**ACTIVITY**:
Your answer should be the records below, written out exactly.

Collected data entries
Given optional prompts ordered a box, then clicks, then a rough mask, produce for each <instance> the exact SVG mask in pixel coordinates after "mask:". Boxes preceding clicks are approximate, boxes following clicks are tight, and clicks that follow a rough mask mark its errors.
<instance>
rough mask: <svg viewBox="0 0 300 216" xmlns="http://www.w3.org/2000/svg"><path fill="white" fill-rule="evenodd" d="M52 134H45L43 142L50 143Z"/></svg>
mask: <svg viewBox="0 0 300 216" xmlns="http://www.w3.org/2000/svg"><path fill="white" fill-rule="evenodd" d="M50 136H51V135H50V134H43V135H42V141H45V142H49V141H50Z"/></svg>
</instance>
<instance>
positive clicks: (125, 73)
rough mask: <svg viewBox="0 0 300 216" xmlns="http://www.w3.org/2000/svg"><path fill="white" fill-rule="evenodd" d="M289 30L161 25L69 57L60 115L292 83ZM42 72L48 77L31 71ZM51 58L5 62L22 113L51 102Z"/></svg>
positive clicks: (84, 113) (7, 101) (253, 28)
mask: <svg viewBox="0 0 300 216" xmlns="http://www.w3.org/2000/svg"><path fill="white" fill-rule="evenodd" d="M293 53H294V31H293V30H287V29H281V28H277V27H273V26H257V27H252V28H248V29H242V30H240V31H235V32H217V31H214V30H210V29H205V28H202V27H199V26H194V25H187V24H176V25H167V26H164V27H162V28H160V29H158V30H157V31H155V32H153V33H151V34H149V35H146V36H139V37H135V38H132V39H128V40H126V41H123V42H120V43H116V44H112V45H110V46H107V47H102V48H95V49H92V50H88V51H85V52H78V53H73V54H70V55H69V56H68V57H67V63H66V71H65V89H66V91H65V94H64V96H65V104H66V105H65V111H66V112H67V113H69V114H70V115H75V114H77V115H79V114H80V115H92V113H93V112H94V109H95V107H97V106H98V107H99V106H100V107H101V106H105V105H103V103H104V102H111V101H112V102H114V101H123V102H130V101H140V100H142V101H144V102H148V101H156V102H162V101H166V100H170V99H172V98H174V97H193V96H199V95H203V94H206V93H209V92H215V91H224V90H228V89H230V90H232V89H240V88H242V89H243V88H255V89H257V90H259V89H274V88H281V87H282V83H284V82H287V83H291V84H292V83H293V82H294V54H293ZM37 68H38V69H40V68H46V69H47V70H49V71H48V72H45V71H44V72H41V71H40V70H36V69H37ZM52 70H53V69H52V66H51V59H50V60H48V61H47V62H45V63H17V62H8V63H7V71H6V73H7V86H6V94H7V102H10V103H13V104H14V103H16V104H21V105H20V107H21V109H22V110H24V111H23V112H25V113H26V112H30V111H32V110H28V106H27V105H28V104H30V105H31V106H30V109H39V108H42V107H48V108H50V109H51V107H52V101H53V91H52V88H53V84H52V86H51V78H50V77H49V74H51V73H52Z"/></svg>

**RESULT**:
Given optional prompts ordered a box, then clicks, then a rough mask, produce for each <instance> the exact SVG mask in pixel coordinates after "mask:". Boxes preceding clicks are approximate, boxes following clicks are tight, and clicks that follow a rough mask mark its errors.
<instance>
rough mask: <svg viewBox="0 0 300 216" xmlns="http://www.w3.org/2000/svg"><path fill="white" fill-rule="evenodd" d="M52 134H45L43 142L50 143Z"/></svg>
mask: <svg viewBox="0 0 300 216" xmlns="http://www.w3.org/2000/svg"><path fill="white" fill-rule="evenodd" d="M50 136H51V135H50V134H43V135H42V141H45V142H49V141H50Z"/></svg>
</instance>
<instance>
positive clicks: (125, 73)
rough mask: <svg viewBox="0 0 300 216" xmlns="http://www.w3.org/2000/svg"><path fill="white" fill-rule="evenodd" d="M289 30L161 25L69 57L60 115L292 83ZM42 72L48 77L31 71ZM51 58L5 62L22 113L51 102Z"/></svg>
positive clicks: (84, 113) (7, 101) (253, 28)
mask: <svg viewBox="0 0 300 216" xmlns="http://www.w3.org/2000/svg"><path fill="white" fill-rule="evenodd" d="M293 53H294V31H293V30H287V29H281V28H277V27H273V26H257V27H252V28H248V29H242V30H240V31H235V32H217V31H214V30H210V29H205V28H202V27H199V26H194V25H187V24H176V25H167V26H164V27H162V28H160V29H158V30H157V31H155V32H153V33H151V34H149V35H146V36H139V37H135V38H132V39H128V40H126V41H123V42H120V43H116V44H112V45H110V46H107V47H102V48H95V49H92V50H88V51H85V52H78V53H73V54H70V55H69V56H68V57H67V63H66V71H65V89H66V91H65V94H64V96H65V104H66V105H65V111H66V112H67V113H69V114H70V115H75V114H77V115H79V114H80V115H92V113H93V112H94V109H95V107H97V106H98V107H99V106H100V107H101V106H105V105H103V103H104V102H111V101H112V102H114V101H123V102H130V101H140V100H142V101H144V102H148V101H156V102H162V101H166V100H170V99H172V98H174V97H193V96H199V95H203V94H206V93H209V92H215V91H224V90H228V89H230V90H232V89H240V88H242V89H243V88H255V89H257V90H259V89H274V88H281V87H282V83H284V82H287V83H291V84H292V83H293V82H294V54H293ZM37 68H38V69H40V68H46V69H47V70H49V71H48V72H45V71H44V72H41V71H40V70H36V69H37ZM52 70H53V69H52V66H51V59H50V60H48V61H47V62H45V63H17V62H8V63H7V71H6V73H7V86H6V94H7V102H10V103H13V104H14V103H16V104H21V105H20V107H21V109H22V110H24V111H23V112H25V113H26V112H30V111H32V110H28V106H27V105H28V104H30V105H31V106H30V109H39V108H42V107H48V108H50V109H51V107H52V101H53V91H52V88H53V84H52V86H51V78H50V77H49V74H51V73H52Z"/></svg>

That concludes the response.